-- Document start --
See here for a nice thing on content negotiation:
http://www.autisticcuckoo.net/archive.p … egotiation

Delivering documents in XHTML causes lazily written javascript to break (due to reliance on innerhtml and document.write, rather then DOM methods like CreateElementNS()) and can cause CSS to be displayed differently.

Anyway, punbb does not work in xhtml mode. The forums function just fine, but the styles are all broken. I dont have the time right now to check out why. I just registered here on the forums to point this out, in hopes it will get fixed. Punbb is claiming XHTML support, but it isn't really smile

Anyway, I don't have too much time right now (which is why I haven't looked through the CSS files myself to find out why they are breaking - something I will attempt later tonight), so I gotta wrap this post up.

Here are some easy steps to add content negotiation to Punbb.

1. In header.php:

After the "Send no-cache headers" add:

$xhtml = false;
    if (preg_match('/application\/xhtml\+xml(;q=(\d+\.\d+))?/i', $_SERVER['HTTP_ACCEPT'], $matches)) {
        $xhtmlQ = isset($matches[2]) ? $matches[2] : 1;
    if (preg_match('/text\/html(;q=(\d+\.\d+))?/i', $_SERVER['HTTP_ACCEPT'], $matches)) {
        $htmlQ = isset($matches[2]) ? $matches[2] : 1;
        $xhtml = ($xhtmlQ >= $htmlQ);
    } else {
        $xhtml = true;
    }
}
//  Here we can sniff the UA's and override the negotiated value if we want. While sniffing the UA is generaly not a good idea, there are cases where it
// is necessary or actually is a good idea. For example, here I am sniffing the WCC validators, because they do not properly declare XHTML support.
-- Document end --
-- Dataset rows start --
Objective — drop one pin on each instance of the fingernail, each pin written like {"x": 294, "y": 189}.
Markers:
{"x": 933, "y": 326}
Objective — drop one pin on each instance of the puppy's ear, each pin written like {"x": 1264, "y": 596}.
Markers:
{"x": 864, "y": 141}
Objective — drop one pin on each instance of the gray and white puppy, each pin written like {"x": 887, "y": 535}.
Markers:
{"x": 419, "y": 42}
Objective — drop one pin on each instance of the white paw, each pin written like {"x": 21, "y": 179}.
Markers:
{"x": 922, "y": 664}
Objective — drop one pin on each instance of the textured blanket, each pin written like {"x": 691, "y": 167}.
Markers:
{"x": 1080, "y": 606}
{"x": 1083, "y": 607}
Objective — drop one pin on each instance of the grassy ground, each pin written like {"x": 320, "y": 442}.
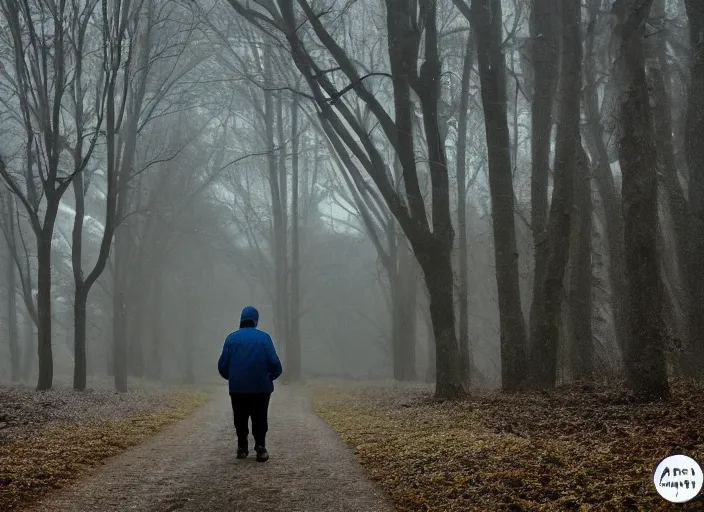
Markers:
{"x": 574, "y": 449}
{"x": 51, "y": 438}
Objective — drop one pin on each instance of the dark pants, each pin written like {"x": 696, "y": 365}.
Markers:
{"x": 256, "y": 406}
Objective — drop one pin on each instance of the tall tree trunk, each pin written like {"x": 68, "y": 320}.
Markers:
{"x": 11, "y": 275}
{"x": 119, "y": 312}
{"x": 437, "y": 260}
{"x": 545, "y": 46}
{"x": 680, "y": 262}
{"x": 46, "y": 359}
{"x": 29, "y": 348}
{"x": 487, "y": 25}
{"x": 404, "y": 313}
{"x": 694, "y": 144}
{"x": 465, "y": 358}
{"x": 80, "y": 293}
{"x": 545, "y": 317}
{"x": 282, "y": 288}
{"x": 645, "y": 359}
{"x": 12, "y": 331}
{"x": 154, "y": 368}
{"x": 293, "y": 366}
{"x": 581, "y": 343}
{"x": 594, "y": 136}
{"x": 79, "y": 347}
{"x": 276, "y": 202}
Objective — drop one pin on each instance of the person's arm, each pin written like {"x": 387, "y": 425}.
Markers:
{"x": 224, "y": 361}
{"x": 273, "y": 359}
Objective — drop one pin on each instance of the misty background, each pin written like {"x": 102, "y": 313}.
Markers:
{"x": 343, "y": 166}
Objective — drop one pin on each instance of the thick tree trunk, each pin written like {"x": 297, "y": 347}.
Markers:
{"x": 545, "y": 313}
{"x": 487, "y": 25}
{"x": 465, "y": 357}
{"x": 154, "y": 367}
{"x": 405, "y": 311}
{"x": 645, "y": 359}
{"x": 119, "y": 312}
{"x": 581, "y": 343}
{"x": 46, "y": 359}
{"x": 281, "y": 244}
{"x": 545, "y": 54}
{"x": 695, "y": 161}
{"x": 278, "y": 248}
{"x": 594, "y": 136}
{"x": 293, "y": 353}
{"x": 437, "y": 262}
{"x": 440, "y": 281}
{"x": 12, "y": 330}
{"x": 80, "y": 293}
{"x": 29, "y": 348}
{"x": 79, "y": 340}
{"x": 678, "y": 264}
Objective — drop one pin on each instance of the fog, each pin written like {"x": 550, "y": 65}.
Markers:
{"x": 405, "y": 190}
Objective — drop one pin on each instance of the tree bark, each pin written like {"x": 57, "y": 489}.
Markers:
{"x": 404, "y": 313}
{"x": 293, "y": 366}
{"x": 29, "y": 347}
{"x": 645, "y": 361}
{"x": 581, "y": 343}
{"x": 545, "y": 54}
{"x": 11, "y": 276}
{"x": 79, "y": 348}
{"x": 487, "y": 25}
{"x": 465, "y": 350}
{"x": 545, "y": 313}
{"x": 46, "y": 359}
{"x": 594, "y": 136}
{"x": 694, "y": 148}
{"x": 154, "y": 368}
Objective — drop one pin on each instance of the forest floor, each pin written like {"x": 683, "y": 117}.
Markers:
{"x": 50, "y": 438}
{"x": 191, "y": 467}
{"x": 573, "y": 449}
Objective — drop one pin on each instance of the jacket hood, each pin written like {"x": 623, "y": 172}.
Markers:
{"x": 250, "y": 313}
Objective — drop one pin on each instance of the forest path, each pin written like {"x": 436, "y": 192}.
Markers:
{"x": 192, "y": 467}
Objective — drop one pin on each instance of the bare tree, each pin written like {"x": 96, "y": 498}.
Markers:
{"x": 645, "y": 362}
{"x": 695, "y": 161}
{"x": 545, "y": 317}
{"x": 432, "y": 247}
{"x": 42, "y": 36}
{"x": 486, "y": 18}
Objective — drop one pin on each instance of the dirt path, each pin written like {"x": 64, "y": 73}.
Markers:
{"x": 192, "y": 467}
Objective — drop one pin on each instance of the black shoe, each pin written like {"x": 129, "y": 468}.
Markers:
{"x": 262, "y": 455}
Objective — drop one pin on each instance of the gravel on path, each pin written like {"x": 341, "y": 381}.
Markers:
-- Dataset rows end --
What you need to do:
A – Which file does the forum post about PunBB say to edit first to add content negotiation?
B – Copy the records word for word, starting with the line that contains "Objective — drop one pin on each instance of the gravel" and going on through the end of the records.

Outputs in order:
A – header.php

B –
Objective — drop one pin on each instance of the gravel on path, each pin written like {"x": 341, "y": 381}.
Markers:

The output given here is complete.